* [What is expected]: Render each non-blank line of the records below as one string in a JSON list, keeping the original line order.

* [Source records]:
· · · · ·
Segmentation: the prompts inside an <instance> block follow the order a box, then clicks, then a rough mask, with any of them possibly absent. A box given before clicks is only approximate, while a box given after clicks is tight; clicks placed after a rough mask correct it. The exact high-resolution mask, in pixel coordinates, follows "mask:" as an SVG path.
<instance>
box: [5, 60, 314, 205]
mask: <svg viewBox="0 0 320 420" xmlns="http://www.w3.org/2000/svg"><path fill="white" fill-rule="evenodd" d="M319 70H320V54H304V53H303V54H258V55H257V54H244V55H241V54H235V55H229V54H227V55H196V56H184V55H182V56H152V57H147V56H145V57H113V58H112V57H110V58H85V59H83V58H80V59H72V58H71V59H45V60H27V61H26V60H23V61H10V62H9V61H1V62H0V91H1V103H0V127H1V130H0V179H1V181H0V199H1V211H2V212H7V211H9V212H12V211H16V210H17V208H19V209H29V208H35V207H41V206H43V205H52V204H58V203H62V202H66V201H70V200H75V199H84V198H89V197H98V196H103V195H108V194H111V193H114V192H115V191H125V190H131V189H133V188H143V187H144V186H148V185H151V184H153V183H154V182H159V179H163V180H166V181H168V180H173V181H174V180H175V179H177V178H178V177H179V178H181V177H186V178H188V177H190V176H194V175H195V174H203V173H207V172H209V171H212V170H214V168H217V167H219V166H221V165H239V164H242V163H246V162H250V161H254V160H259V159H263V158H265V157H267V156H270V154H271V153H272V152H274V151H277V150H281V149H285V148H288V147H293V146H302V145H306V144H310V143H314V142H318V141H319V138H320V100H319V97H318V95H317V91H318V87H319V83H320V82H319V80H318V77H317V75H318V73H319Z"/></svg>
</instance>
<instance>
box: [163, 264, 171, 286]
· · · · ·
* [Answer section]:
[
  "Segmentation: the prompts inside an <instance> block follow the order a box, then clicks, then a rough mask, with any of them possibly absent. A box given before clicks is only approximate, while a box given after clicks is tight; clicks placed after a rough mask correct it. The exact high-resolution mask, in pixel coordinates, follows \"mask:\" as an SVG path.",
  "<instance>",
  "box: [5, 60, 314, 205]",
  "mask: <svg viewBox=\"0 0 320 420\" xmlns=\"http://www.w3.org/2000/svg\"><path fill=\"white\" fill-rule=\"evenodd\" d=\"M319 70H320V54H304V53H303V54H258V55H257V54H244V55H241V54H235V55H229V54H227V55H196V56H184V55H182V56H152V57H147V56H145V57H113V58H112V57H110V58H85V59H83V58H80V59H72V58H71V59H45V60H27V61H26V60H23V61H10V62H9V61H1V62H0V91H1V103H0V127H1V130H0V179H1V181H0V199H1V211H2V212H7V211H9V212H12V211H16V210H17V208H19V209H29V208H35V207H41V206H43V205H52V204H58V203H62V202H66V201H70V200H75V199H84V198H89V197H98V196H103V195H108V194H111V193H114V192H115V191H125V190H131V189H133V188H143V187H144V186H148V185H151V184H153V183H154V182H159V179H163V180H166V181H168V180H173V181H174V180H175V179H177V178H178V177H179V178H181V177H186V178H188V177H190V176H194V175H195V174H203V173H207V172H209V171H212V170H214V168H217V167H219V166H221V165H239V164H242V163H246V162H250V161H254V160H259V159H263V158H265V157H267V156H270V154H271V153H272V152H274V151H277V150H281V149H285V148H288V147H293V146H302V145H306V144H310V143H314V142H318V141H319V138H320V100H319V97H318V95H317V91H318V87H319V83H320V82H319V80H318V77H317V75H318V73H319Z\"/></svg>",
  "</instance>",
  "<instance>",
  "box: [163, 264, 171, 286]"
]